TASK ITEM A
Extract the part of the comment thread starting at "I was against" and ending at "this current court.".
TASK ITEM B
Does the comment thread agree with each statement? Answer yes or no for each and quote the deciding words.
(i) Oswego Willy's analysis is called wrong.
(ii) The writer opposed the idea of Kelly as party chair.
(iii) OW pointed out the potential issues late in the discussion.
TASK ITEM C
Answer these questions from the comment thread:
(i) What elected office does Robin Kelly hold?
(ii) Who should fill state central committee positions?
(iii) What date and time appear with Candy Dogood's name?

TEXT
Segment Open

Comment by Oswego Willy Wednesday, Mar 23, 22 @ 10:47 am
===your political analysis used to be more keen, more objective===
Oswego Willy is not wrong in his analysis. Federal campaign law and other rules governing the behavior of a member of congress have specifically limited Robin Kelly’s abilities to effectively helm the Democratic Party of Illinois as she is not allowed any involvement in some very important decisions. I think this is a good thing for the future of the Democratic Party in the State of Illinois even if it wasn’t intentional. It is not a good thing if you want the state party chairperson to be able to direct fundraising and spending.
OW’s analysis is fundamentally correct. If the intention was to have an incredibly limited chairperson of the state party then that’s what they’ve achieved. If that was not their intention at the outset, and it certainly wasn’t their publicly stated intention, some people should be asked to pack up and go home and not be asked over to play politics again. OW also did a very good job of highlighting these potential issues very early on in the discussion.
I was against the idea of Kelly as a party chair because I simply do not believe that a sitting member of congress has time to be an effective party chair or state central committee member while also being an effective member of congress and that state central committee positions should be filled by party activists, not federal elected officials or executive branch elected officials or elected legislators.
But OW was right about the impact of United States House of Representatives Member Robin Kelly’s elected office and he was right early and that has nothing to do with being partisan.
Comment by Candy Dogood Wednesday, Mar 23, 22 @ 10:47 am
Locking in at the state level those rights which are already “settled law” at the Federal level, might have seemed redundant, until this current court.

Segment Closed

(Dataset entries)
Segment Open

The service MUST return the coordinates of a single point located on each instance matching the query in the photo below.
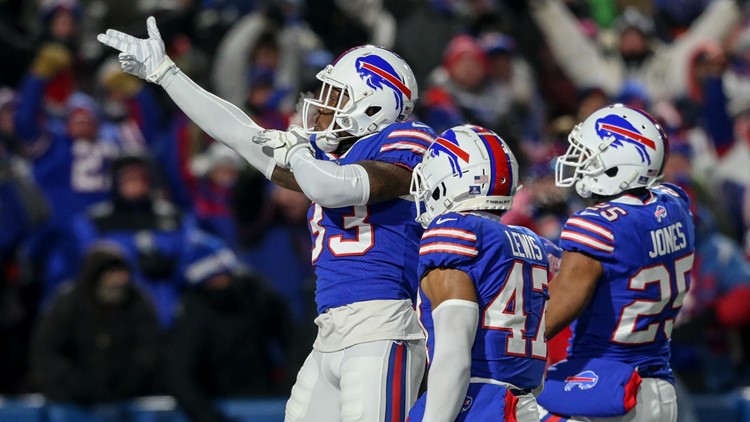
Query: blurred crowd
(138, 256)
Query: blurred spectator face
(468, 71)
(133, 182)
(633, 43)
(501, 67)
(266, 56)
(678, 168)
(62, 24)
(218, 282)
(292, 205)
(224, 175)
(82, 124)
(259, 95)
(595, 100)
(112, 286)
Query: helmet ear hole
(436, 194)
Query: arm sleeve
(220, 119)
(329, 184)
(448, 380)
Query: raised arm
(147, 59)
(325, 182)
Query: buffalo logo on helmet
(584, 380)
(378, 73)
(447, 145)
(467, 403)
(624, 132)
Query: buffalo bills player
(624, 273)
(353, 159)
(483, 285)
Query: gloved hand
(122, 83)
(145, 58)
(281, 146)
(50, 60)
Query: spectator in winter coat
(98, 341)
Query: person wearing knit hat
(231, 337)
(98, 340)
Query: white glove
(281, 146)
(145, 58)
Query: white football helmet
(376, 88)
(465, 168)
(615, 149)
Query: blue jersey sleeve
(449, 242)
(405, 144)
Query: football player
(353, 159)
(624, 273)
(483, 285)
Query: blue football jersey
(369, 252)
(646, 249)
(508, 265)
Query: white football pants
(369, 382)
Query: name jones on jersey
(667, 240)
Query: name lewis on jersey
(667, 240)
(523, 246)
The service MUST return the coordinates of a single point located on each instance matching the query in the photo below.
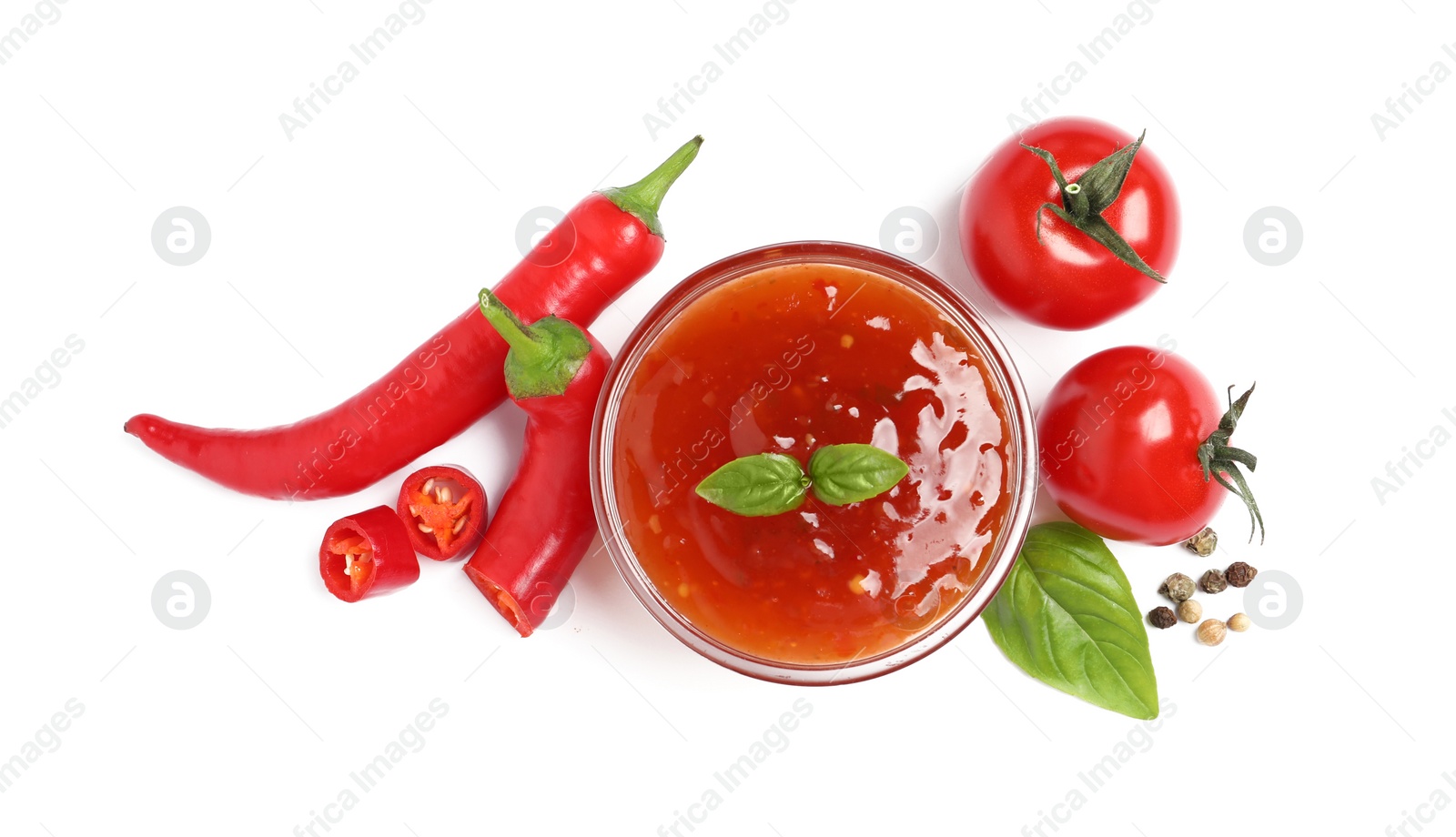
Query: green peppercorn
(1203, 543)
(1162, 618)
(1239, 574)
(1177, 587)
(1213, 581)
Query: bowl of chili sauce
(784, 349)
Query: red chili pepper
(368, 553)
(444, 511)
(604, 245)
(545, 523)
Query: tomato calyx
(1219, 458)
(1089, 196)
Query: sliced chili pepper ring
(444, 511)
(368, 553)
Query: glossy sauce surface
(788, 360)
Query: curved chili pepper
(368, 553)
(444, 511)
(545, 523)
(603, 245)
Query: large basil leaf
(1067, 618)
(756, 485)
(844, 473)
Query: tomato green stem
(1220, 460)
(1084, 201)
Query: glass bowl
(1021, 477)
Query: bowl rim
(1021, 477)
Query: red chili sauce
(788, 360)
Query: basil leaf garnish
(1067, 618)
(756, 485)
(844, 473)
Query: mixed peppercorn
(1179, 590)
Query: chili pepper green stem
(645, 197)
(543, 357)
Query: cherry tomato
(1120, 437)
(1067, 280)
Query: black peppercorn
(1162, 618)
(1213, 581)
(1239, 574)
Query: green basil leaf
(844, 473)
(1067, 618)
(756, 485)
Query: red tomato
(1067, 280)
(1118, 440)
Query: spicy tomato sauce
(788, 360)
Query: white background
(337, 252)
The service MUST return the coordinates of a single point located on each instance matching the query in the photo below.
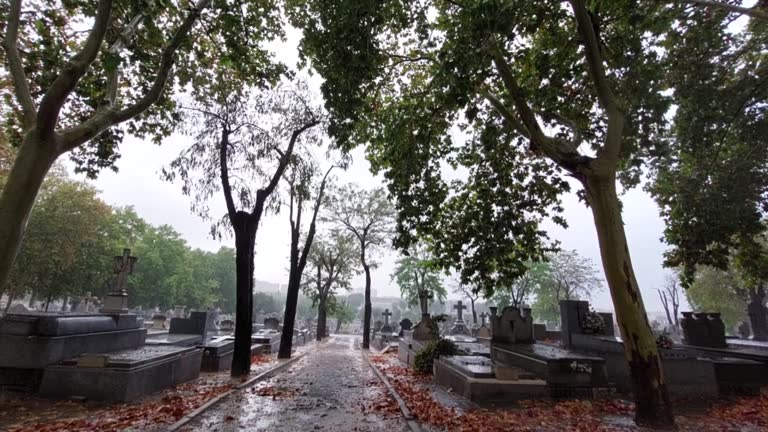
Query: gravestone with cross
(483, 331)
(116, 302)
(386, 328)
(459, 327)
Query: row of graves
(511, 358)
(116, 354)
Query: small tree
(417, 272)
(334, 263)
(241, 138)
(369, 216)
(70, 87)
(302, 188)
(669, 294)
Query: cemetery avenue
(367, 215)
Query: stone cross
(124, 265)
(460, 310)
(424, 297)
(386, 314)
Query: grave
(459, 327)
(122, 376)
(519, 368)
(97, 356)
(689, 371)
(386, 335)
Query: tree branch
(596, 71)
(224, 168)
(76, 67)
(15, 66)
(753, 12)
(100, 121)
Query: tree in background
(72, 85)
(333, 261)
(417, 272)
(304, 187)
(368, 215)
(520, 290)
(568, 276)
(244, 141)
(669, 294)
(717, 290)
(65, 250)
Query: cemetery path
(332, 388)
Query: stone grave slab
(122, 375)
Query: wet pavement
(329, 389)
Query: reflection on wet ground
(326, 390)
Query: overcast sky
(138, 184)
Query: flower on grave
(664, 341)
(581, 367)
(593, 323)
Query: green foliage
(714, 290)
(433, 350)
(416, 272)
(711, 184)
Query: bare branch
(76, 67)
(15, 66)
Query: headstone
(272, 323)
(512, 326)
(386, 328)
(459, 327)
(405, 325)
(116, 301)
(703, 329)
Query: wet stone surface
(326, 390)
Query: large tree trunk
(758, 315)
(245, 234)
(367, 311)
(33, 161)
(653, 407)
(321, 322)
(289, 319)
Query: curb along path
(260, 377)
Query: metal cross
(124, 265)
(460, 310)
(386, 314)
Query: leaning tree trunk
(367, 310)
(34, 159)
(321, 323)
(758, 314)
(653, 407)
(244, 244)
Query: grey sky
(138, 184)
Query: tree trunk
(33, 161)
(367, 311)
(244, 242)
(289, 319)
(758, 315)
(321, 313)
(653, 407)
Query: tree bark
(653, 407)
(34, 159)
(245, 235)
(367, 310)
(321, 322)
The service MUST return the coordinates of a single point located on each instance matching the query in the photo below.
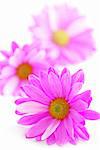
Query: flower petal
(11, 85)
(51, 129)
(32, 107)
(51, 139)
(91, 115)
(61, 134)
(31, 119)
(66, 84)
(36, 94)
(79, 105)
(55, 85)
(39, 127)
(45, 84)
(69, 126)
(77, 117)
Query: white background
(15, 17)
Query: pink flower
(54, 108)
(63, 34)
(17, 65)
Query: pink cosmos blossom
(54, 109)
(17, 65)
(63, 33)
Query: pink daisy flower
(17, 65)
(54, 109)
(63, 34)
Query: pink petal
(36, 94)
(78, 77)
(79, 105)
(82, 132)
(32, 107)
(69, 126)
(51, 129)
(77, 117)
(11, 85)
(14, 46)
(91, 115)
(61, 134)
(31, 119)
(22, 100)
(45, 84)
(85, 96)
(51, 139)
(7, 72)
(34, 80)
(66, 16)
(77, 27)
(39, 127)
(66, 84)
(55, 85)
(63, 72)
(74, 90)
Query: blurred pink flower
(54, 108)
(17, 65)
(63, 34)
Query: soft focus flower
(54, 108)
(17, 65)
(63, 34)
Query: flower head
(63, 33)
(18, 64)
(54, 109)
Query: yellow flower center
(59, 108)
(23, 71)
(60, 37)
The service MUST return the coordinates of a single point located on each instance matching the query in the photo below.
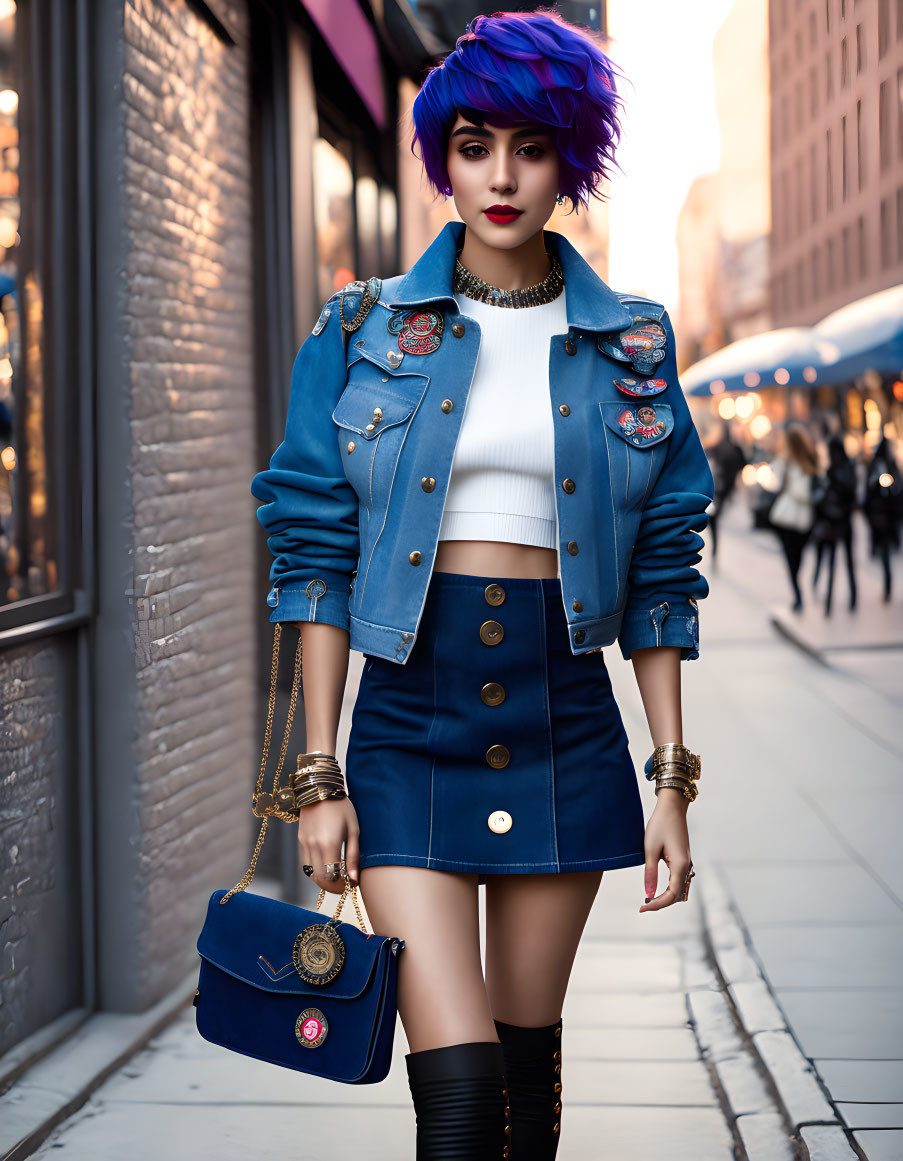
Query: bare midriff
(496, 559)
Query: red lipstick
(501, 215)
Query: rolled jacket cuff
(323, 597)
(665, 622)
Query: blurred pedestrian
(793, 513)
(882, 504)
(727, 460)
(835, 500)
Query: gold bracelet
(688, 792)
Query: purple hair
(514, 67)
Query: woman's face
(513, 167)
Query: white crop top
(503, 473)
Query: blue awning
(866, 333)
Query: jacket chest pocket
(636, 437)
(374, 413)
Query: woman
(835, 503)
(882, 503)
(793, 513)
(489, 473)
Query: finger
(664, 900)
(650, 877)
(353, 856)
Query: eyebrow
(477, 131)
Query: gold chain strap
(272, 812)
(269, 810)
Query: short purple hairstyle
(514, 67)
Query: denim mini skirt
(493, 749)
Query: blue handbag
(293, 986)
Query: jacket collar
(591, 304)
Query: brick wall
(188, 303)
(40, 895)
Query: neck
(511, 269)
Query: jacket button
(492, 693)
(491, 633)
(493, 593)
(498, 756)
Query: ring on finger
(690, 874)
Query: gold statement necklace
(466, 282)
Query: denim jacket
(353, 497)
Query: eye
(477, 145)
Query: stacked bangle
(673, 766)
(318, 777)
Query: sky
(670, 134)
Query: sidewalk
(796, 831)
(635, 1087)
(768, 1007)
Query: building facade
(837, 153)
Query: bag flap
(638, 424)
(252, 938)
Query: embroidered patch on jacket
(419, 331)
(642, 345)
(322, 321)
(640, 387)
(641, 423)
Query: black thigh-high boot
(461, 1102)
(533, 1071)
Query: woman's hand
(666, 838)
(323, 828)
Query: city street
(794, 851)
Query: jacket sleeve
(310, 510)
(663, 584)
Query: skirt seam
(546, 682)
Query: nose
(503, 175)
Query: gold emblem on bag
(318, 953)
(311, 1028)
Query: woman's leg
(534, 923)
(831, 549)
(533, 929)
(441, 994)
(850, 564)
(456, 1065)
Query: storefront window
(333, 186)
(388, 232)
(27, 528)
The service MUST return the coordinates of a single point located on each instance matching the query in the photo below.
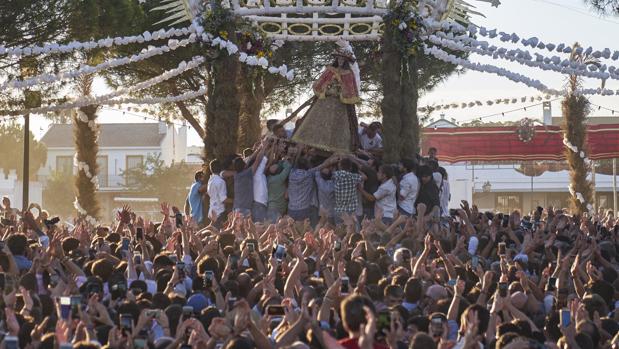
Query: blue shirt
(195, 202)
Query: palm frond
(179, 11)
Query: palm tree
(575, 108)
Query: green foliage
(58, 196)
(12, 145)
(154, 179)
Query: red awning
(502, 143)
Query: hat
(198, 301)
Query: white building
(121, 147)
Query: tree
(153, 178)
(608, 7)
(57, 195)
(575, 108)
(12, 144)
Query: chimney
(547, 107)
(163, 127)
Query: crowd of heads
(289, 247)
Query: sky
(552, 21)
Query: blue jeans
(259, 212)
(299, 215)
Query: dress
(331, 122)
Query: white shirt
(368, 143)
(409, 188)
(385, 198)
(217, 193)
(444, 196)
(261, 193)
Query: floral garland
(526, 130)
(408, 25)
(555, 63)
(516, 77)
(490, 102)
(146, 53)
(90, 45)
(90, 100)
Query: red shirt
(351, 343)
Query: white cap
(473, 243)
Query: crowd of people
(289, 247)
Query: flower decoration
(526, 130)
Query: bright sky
(552, 21)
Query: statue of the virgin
(331, 122)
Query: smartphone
(208, 278)
(275, 310)
(345, 289)
(125, 244)
(565, 317)
(187, 312)
(76, 301)
(437, 326)
(279, 252)
(126, 322)
(502, 249)
(11, 342)
(505, 221)
(65, 307)
(180, 266)
(231, 302)
(503, 288)
(179, 220)
(474, 262)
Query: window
(507, 202)
(64, 164)
(102, 164)
(134, 161)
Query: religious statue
(330, 124)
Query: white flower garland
(487, 68)
(146, 53)
(555, 63)
(90, 100)
(532, 42)
(516, 77)
(101, 43)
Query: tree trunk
(85, 135)
(251, 93)
(409, 134)
(391, 105)
(575, 109)
(222, 109)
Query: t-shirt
(217, 193)
(300, 188)
(409, 187)
(346, 191)
(326, 193)
(244, 189)
(385, 198)
(260, 183)
(277, 188)
(368, 143)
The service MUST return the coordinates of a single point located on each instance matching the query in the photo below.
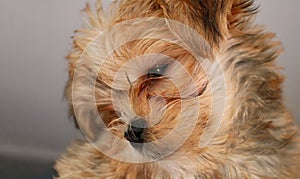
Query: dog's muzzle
(135, 132)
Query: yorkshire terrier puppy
(178, 89)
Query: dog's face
(153, 93)
(148, 83)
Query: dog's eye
(157, 71)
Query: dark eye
(157, 71)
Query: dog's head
(150, 80)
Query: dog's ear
(219, 17)
(213, 19)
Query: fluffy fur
(257, 137)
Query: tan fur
(257, 137)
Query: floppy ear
(218, 17)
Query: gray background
(34, 40)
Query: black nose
(135, 131)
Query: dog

Segment Closed

RESPONSE BOX A
I was against the idea of Kelly as a party chair because I simply do not believe that a sitting member of congress has time to be an effective party chair or state central committee member while also being an effective member of congress and that state central committee positions should be filled by party activists, not federal elected officials or executive branch elected officials or elected legislators.
But OW was right about the impact of United States House of Representatives Member Robin Kelly’s elected office and he was right early and that has nothing to do with being partisan.
Comment by Candy Dogood Wednesday, Mar 23, 22 @ 10:47 am
Locking in at the state level those rights which are already “settled law” at the Federal level, might have seemed redundant, until this current court.

RESPONSE BOX B
(i) No: "Oswego Willy is not wrong in his analysis."
(ii) Yes: "I was against the idea of Kelly as a party chair"
(iii) No: "OW also did a very good job of highlighting these potential issues very early on in the discussion."

RESPONSE BOX C
(i) Member of the United States House of Representatives
(ii) Party activists
(iii) Wednesday, Mar 23, 22 @ 10:47 am